**Set exercise:**
Repeat, exactly and completely, the entries shown underneath.

**Listing:**

============

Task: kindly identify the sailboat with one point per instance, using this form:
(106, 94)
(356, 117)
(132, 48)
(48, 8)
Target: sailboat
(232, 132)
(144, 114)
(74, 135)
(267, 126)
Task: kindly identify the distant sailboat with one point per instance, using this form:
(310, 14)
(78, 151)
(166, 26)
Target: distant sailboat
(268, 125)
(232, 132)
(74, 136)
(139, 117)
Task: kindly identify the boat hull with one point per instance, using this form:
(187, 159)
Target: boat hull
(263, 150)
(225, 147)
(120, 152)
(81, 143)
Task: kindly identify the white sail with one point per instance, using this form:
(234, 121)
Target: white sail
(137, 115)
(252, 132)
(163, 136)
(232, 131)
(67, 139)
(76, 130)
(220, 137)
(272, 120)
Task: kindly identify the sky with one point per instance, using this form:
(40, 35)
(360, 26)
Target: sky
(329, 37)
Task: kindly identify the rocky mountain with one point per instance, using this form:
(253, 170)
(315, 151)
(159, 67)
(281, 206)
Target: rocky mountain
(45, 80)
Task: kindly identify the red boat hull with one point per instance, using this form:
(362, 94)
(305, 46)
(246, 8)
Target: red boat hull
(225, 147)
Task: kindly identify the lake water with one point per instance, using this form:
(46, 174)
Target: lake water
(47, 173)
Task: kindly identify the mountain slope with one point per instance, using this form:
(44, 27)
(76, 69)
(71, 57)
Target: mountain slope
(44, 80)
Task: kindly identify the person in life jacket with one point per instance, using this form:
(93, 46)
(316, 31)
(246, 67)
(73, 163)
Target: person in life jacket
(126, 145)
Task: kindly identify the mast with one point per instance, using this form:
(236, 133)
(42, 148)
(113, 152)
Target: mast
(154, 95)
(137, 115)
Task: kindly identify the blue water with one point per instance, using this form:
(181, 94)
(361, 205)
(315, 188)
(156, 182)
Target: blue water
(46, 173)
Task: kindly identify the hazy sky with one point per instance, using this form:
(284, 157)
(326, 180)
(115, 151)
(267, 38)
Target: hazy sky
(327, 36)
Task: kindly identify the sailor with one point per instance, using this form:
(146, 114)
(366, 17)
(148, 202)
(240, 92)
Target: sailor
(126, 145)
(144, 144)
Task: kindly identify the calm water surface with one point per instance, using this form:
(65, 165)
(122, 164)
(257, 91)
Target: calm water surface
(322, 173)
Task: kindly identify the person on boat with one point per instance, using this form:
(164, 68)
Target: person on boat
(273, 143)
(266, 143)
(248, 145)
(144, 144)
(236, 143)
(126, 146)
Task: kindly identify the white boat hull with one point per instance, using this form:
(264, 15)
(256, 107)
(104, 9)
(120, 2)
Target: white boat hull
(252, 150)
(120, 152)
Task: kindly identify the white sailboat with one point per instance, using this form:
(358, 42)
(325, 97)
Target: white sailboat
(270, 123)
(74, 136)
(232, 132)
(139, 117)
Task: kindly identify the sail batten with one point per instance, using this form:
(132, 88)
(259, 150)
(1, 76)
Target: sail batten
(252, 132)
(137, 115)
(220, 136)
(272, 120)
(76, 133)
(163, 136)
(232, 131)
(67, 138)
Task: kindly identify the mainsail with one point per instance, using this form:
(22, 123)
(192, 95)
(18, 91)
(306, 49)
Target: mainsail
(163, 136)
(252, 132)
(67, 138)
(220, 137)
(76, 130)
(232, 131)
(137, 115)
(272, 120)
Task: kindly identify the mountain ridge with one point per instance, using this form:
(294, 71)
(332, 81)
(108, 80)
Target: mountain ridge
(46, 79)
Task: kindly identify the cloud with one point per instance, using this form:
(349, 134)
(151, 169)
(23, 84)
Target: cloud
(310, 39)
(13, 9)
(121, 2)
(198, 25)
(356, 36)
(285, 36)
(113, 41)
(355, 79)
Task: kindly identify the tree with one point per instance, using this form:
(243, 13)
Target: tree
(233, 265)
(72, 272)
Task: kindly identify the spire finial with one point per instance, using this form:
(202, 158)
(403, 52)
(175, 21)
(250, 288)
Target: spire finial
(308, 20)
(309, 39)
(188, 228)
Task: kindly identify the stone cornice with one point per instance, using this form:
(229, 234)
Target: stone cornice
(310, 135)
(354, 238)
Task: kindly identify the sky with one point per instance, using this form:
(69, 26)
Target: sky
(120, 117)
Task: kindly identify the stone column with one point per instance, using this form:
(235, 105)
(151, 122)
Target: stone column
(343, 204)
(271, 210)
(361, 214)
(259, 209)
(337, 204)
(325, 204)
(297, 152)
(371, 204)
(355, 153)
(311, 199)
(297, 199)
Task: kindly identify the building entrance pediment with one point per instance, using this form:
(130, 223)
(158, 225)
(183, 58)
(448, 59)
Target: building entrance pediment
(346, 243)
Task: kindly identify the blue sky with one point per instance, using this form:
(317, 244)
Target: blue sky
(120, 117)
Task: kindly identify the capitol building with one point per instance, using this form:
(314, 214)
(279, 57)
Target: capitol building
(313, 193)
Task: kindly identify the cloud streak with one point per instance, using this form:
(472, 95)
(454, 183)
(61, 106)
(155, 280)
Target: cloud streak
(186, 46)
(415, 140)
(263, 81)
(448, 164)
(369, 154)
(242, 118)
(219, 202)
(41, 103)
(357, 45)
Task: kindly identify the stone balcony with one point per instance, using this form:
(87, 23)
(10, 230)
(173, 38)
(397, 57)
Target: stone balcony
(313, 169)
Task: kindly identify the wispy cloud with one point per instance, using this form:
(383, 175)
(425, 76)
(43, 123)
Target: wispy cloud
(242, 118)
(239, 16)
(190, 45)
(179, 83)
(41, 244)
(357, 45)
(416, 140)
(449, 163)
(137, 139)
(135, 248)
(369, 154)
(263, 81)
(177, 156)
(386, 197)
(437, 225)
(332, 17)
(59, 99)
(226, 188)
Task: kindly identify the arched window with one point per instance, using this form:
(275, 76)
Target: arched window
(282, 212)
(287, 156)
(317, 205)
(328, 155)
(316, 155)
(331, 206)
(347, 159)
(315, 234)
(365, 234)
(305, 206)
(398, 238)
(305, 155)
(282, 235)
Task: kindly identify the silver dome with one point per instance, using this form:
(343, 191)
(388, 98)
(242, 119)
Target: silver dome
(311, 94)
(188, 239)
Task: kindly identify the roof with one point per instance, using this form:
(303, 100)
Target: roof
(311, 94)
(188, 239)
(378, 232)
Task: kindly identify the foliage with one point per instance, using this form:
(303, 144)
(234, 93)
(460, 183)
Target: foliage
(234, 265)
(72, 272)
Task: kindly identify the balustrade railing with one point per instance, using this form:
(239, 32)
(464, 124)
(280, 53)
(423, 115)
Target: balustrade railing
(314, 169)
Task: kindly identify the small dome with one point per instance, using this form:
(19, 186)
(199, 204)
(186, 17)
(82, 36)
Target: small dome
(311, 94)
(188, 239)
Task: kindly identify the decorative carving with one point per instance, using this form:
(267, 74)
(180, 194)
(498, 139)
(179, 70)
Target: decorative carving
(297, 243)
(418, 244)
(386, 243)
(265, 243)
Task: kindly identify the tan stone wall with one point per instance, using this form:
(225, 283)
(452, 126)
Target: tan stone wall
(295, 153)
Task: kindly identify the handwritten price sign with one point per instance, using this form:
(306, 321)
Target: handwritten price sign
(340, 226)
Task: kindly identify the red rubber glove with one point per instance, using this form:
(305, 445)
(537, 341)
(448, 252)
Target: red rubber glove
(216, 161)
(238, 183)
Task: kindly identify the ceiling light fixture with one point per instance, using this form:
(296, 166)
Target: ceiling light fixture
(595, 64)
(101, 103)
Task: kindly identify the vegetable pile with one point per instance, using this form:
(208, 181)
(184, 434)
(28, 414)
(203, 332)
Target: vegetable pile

============

**Correct response:**
Task: kindly identify the sailboat with one point per instance, using this form:
(106, 94)
(356, 117)
(132, 48)
(48, 8)
Target: sailboat
(232, 132)
(144, 114)
(74, 135)
(267, 126)
Task: kindly identify the distant sailboat with one point per instance, using this form:
(310, 14)
(78, 151)
(166, 26)
Target: distant sailboat
(268, 125)
(232, 132)
(74, 136)
(139, 117)
Task: kindly identify the boat hull with one point per instance, using this form:
(187, 159)
Target: boat hull
(263, 150)
(225, 147)
(120, 152)
(81, 143)
Task: kindly identify the white sail with one point per instance, using this form:
(234, 121)
Target: white sail
(137, 115)
(252, 132)
(163, 136)
(232, 131)
(67, 139)
(76, 130)
(220, 137)
(272, 120)
Task: kindly identify the sky with one point per instance, using this form:
(40, 35)
(360, 26)
Target: sky
(329, 37)
Task: kindly identify the rocky mountain with one point per instance, using this form:
(253, 170)
(315, 151)
(159, 67)
(281, 206)
Target: rocky mountain
(45, 80)
Task: kindly identify the red boat hull with one point per instance, using this form:
(362, 94)
(305, 46)
(246, 8)
Target: red boat hull
(225, 147)
Task: kindly identify the lake water with one point per instance, using this form:
(46, 174)
Target: lake water
(47, 173)
Task: kindly identify the mountain slope with one point per instance, using this form:
(44, 27)
(76, 69)
(71, 57)
Target: mountain slope
(44, 80)
Task: kindly identify the person in life jacket with one point per instance, using this form:
(93, 46)
(316, 31)
(246, 67)
(73, 163)
Target: person in life jacket
(126, 145)
Task: kindly identify the mast with one point per instance, using this form:
(236, 133)
(42, 148)
(113, 152)
Target: mast
(154, 95)
(137, 115)
Task: kindly identify the blue water with one point per instance, using this form:
(181, 94)
(361, 205)
(315, 188)
(156, 182)
Target: blue water
(46, 173)
Task: kindly identify the hazy sky with one point per instance, using this form:
(284, 157)
(326, 180)
(115, 151)
(267, 38)
Target: hazy sky
(327, 36)
Task: kindly identify the sailor with one point per instance, using this form:
(146, 114)
(366, 17)
(148, 202)
(240, 92)
Target: sailor
(126, 145)
(144, 144)
Task: kindly identify the calm water surface with one point per instance, using this form:
(65, 165)
(122, 164)
(257, 91)
Target: calm water surface
(322, 173)
Task: kindly identify the person on boat with one point per instance, using this form:
(164, 68)
Target: person on boat
(273, 143)
(266, 143)
(248, 145)
(144, 144)
(236, 143)
(126, 146)
Task: kindly identify the white boat hull with one point per instance, using this form:
(264, 15)
(256, 107)
(104, 9)
(120, 2)
Target: white boat hull
(252, 150)
(120, 152)
Task: kindly identify the white sailboat with one point per instance, using this form:
(358, 42)
(325, 97)
Target: white sailboat
(270, 123)
(74, 136)
(232, 132)
(139, 117)
Task: kindly identify the sail batten with one point per instance, using this form:
(132, 88)
(259, 150)
(1, 76)
Target: sail batten
(252, 132)
(137, 115)
(220, 136)
(272, 120)
(76, 133)
(163, 136)
(232, 131)
(67, 138)
Task: kindly identify the mainsail with one point per instance, using this form:
(22, 123)
(192, 95)
(18, 91)
(306, 49)
Target: mainsail
(163, 136)
(252, 132)
(67, 138)
(220, 137)
(76, 130)
(232, 131)
(137, 115)
(272, 120)
Task: kindly identify the mountain ridge with one point per instance, using this form:
(294, 71)
(332, 81)
(108, 80)
Target: mountain ridge
(46, 79)
Task: kindly identify the cloud with one point per instance, using this form:
(349, 134)
(151, 169)
(23, 84)
Target: cloud
(310, 39)
(13, 9)
(121, 2)
(198, 25)
(356, 36)
(285, 36)
(113, 41)
(355, 79)
Task: kindly identify the tree with one point per instance, using this form:
(243, 13)
Target: tree
(233, 265)
(72, 272)
Task: kindly identify the spire finial with one point per instance, using this form:
(202, 158)
(403, 52)
(175, 21)
(250, 288)
Target: spire finial
(308, 20)
(309, 39)
(188, 228)
Task: kindly identify the stone cornice with one point per instance, using this form:
(229, 234)
Target: stone cornice
(310, 135)
(354, 238)
Task: kindly identify the sky with one point per instance, using this form:
(69, 26)
Target: sky
(120, 117)
Task: kindly identify the stone column with one point per instance, using this form:
(235, 105)
(151, 122)
Target: stone column
(343, 204)
(271, 210)
(361, 214)
(259, 209)
(337, 204)
(325, 204)
(297, 152)
(371, 204)
(355, 153)
(311, 199)
(297, 199)
Task: kindly identify the building entrance pediment with one point per instance, using this form:
(130, 223)
(158, 225)
(183, 58)
(448, 59)
Target: building entrance pediment
(346, 243)
Task: kindly identify the blue sky with one point per instance, using this form:
(317, 244)
Target: blue sky
(120, 117)
Task: kindly identify the capitol building with one point per instance, using this form:
(314, 214)
(279, 57)
Target: capitol building
(313, 193)
Task: kindly identify the cloud streak with one point per instance, using this form:
(472, 95)
(454, 183)
(61, 106)
(155, 280)
Target: cloud streak
(186, 46)
(415, 140)
(263, 81)
(448, 164)
(369, 154)
(242, 118)
(219, 202)
(41, 103)
(357, 45)
Task: kindly identify the stone balcony with one point per instance, using this form:
(87, 23)
(10, 230)
(173, 38)
(397, 57)
Target: stone balcony
(313, 169)
Task: kindly identify the wispy cloud with one point per instance, using this form:
(383, 175)
(425, 76)
(43, 123)
Target: wispy cloud
(242, 118)
(239, 16)
(190, 45)
(179, 83)
(41, 244)
(357, 45)
(416, 140)
(449, 163)
(137, 139)
(135, 248)
(369, 154)
(263, 81)
(177, 156)
(386, 197)
(437, 225)
(332, 17)
(59, 99)
(226, 188)
Task: kindly identify the arched window with one point per instance, using this form:
(275, 76)
Target: arched window
(282, 212)
(287, 156)
(317, 205)
(328, 155)
(316, 155)
(331, 206)
(347, 159)
(315, 234)
(365, 234)
(305, 206)
(398, 238)
(305, 155)
(282, 235)
Task: kindly identify the silver dome with one point per instance, using this form:
(343, 191)
(388, 98)
(242, 119)
Target: silver dome
(311, 94)
(188, 239)
Task: kindly identify the roof with one point per instance, using this form:
(303, 100)
Target: roof
(311, 94)
(188, 239)
(378, 232)
Task: kindly identify the foliage with one point per instance, using this form:
(303, 144)
(234, 93)
(460, 183)
Target: foliage
(234, 265)
(72, 272)
Task: kindly identify the balustrade railing with one point per instance, using this form:
(239, 32)
(464, 124)
(280, 53)
(423, 115)
Target: balustrade railing
(314, 169)
Task: kindly identify the small dome with one point per instance, using this form:
(19, 186)
(199, 204)
(186, 17)
(82, 36)
Target: small dome
(311, 94)
(188, 239)
Task: kindly identify the decorative carving with one point per instance, using this form:
(267, 74)
(180, 194)
(498, 139)
(179, 70)
Target: decorative carving
(297, 243)
(418, 244)
(386, 243)
(265, 243)
Task: kindly identify the tan stone wall with one point per instance, using this form:
(225, 283)
(452, 126)
Target: tan stone wall
(295, 153)
Task: kindly identify the handwritten price sign with one point per instance, using this form:
(306, 321)
Target: handwritten price sign
(340, 226)
Task: kindly identify the red rubber glove with one point per instance, using this form:
(305, 445)
(537, 341)
(448, 252)
Target: red rubber glove
(216, 161)
(238, 183)
Task: kindly identify the ceiling light fixture with one point per instance, using this form:
(296, 166)
Target: ceiling light fixture
(595, 64)
(101, 103)
Task: kindly identify the vegetable pile with one point per instance, using this form:
(208, 181)
(184, 434)
(28, 414)
(203, 332)
Target: vegetable pile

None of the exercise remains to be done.